• Supplied passage:
═══

National Assembly for Wales
Communities, Equality and Local Government Committee
Inquiry into: Public Libraries
Response from: Wales Council Voluntary Actoion
Inquiry into public libraries in Wales
Mount Stuart Square
Response to the inquiry on public libraries in Wales
1. Wales Council for Voluntary Action (WCVA) is a registered charity and umbrella body working to support, develop and represent Wales’ third sector at UK and national level. We have over 3,350 organisations in direct membership, and are in touch with many more organisations through a wide range of national and local networks. WCVA’s mission is to provide excellent support, leadership and an influential voice for the third sector and volunteering in Wales.
2. WCVA is committed to a strong and active third sector building resilient, cohesive and inclusive communities, giving people a stake in their future through their own actions and services, creating a strong, healthy and fair society and demonstrating the value of volunteering and community involvement.
3. We believe that there is an urgent need to transform public services in Wales by treating people and communities as assets and equals in design and delivery; building services around the person and community; unlocking potential resources of time, money and expertise to combine with state funding; using existing state resources to enable and maximise citizen and community action, capital and care. This is why many people are now looking at a different co-produced public service, which places the citizen and community at the centre, with the state as the enabler and facilitator.
4. We welcome the opportunity to offer comments for the Communities, Equality and Local Government Committee’s inquiry into public libraries in Wales. We have concentrated on the questions pertinent to our role as a representative body for the third sector in Wales.
Options for improving the financial sustainability of library services, including alternative models of provision
5. There are a number of options for redefining library service provision with communities. We believe it is irresponsible to cut and close. There are alternative models of provision which avoid library cuts or closures, but maximise their resources through co-productive approaches which might include transfer of ownership, reconfiguring services, greater community involvement, and partnering with community groups.
6. The following extract from WCVA’s recent position paper Putting People at the Centre, (enclosed) set out the different scenarios for two councils who want to cut expenditure on libraries:
“In Council 1 the decision is taken by the Cabinet and the library is closed, with protests and negative publicity which do not alter the decision. Staff are made redundant and there is no longer a service in the area of any sort.
“Council 2 went to the community with its proposals and asked for ideas. The community propose transferring the freehold of the library building to a development trust; and transferring the library service to a nearby community centre with spare capacity, and running it with a mix of residents and a paid co-ordinator. The trust sells the original building and uses the proceeds to establish an endowment to pay towards the co-ordinator. Other ongoing costs are met by a continued revenue grant from the Council that is 80 per cent less than previous expenditure. The service and at least one associated job are maintained.”

═══

• Supplied material:
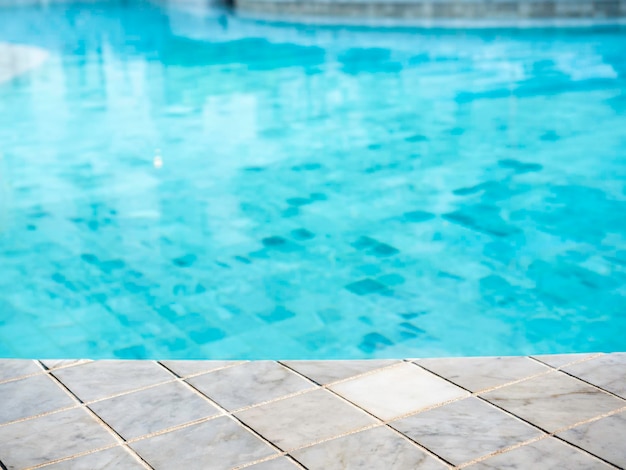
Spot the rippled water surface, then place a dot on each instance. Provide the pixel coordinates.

═══

• Requirement 1: From the WCVA response on public libraries, return the passage starting with "3. We believe" and going on through "enabler and facilitator.", copied word for word.
• Requirement 2: In the WCVA response on public libraries, how much smaller is Council 2's continued revenue grant than its previous expenditure on the library?

• Reply 1:
3. We believe that there is an urgent need to transform public services in Wales by treating people and communities as assets and equals in design and delivery; building services around the person and community; unlocking potential resources of time, money and expertise to combine with state funding; using existing state resources to enable and maximise citizen and community action, capital and care. This is why many people are now looking at a different co-produced public service, which places the citizen and community at the centre, with the state as the enabler and facilitator.

• Reply 2: It is 80 per cent less than previous expenditure.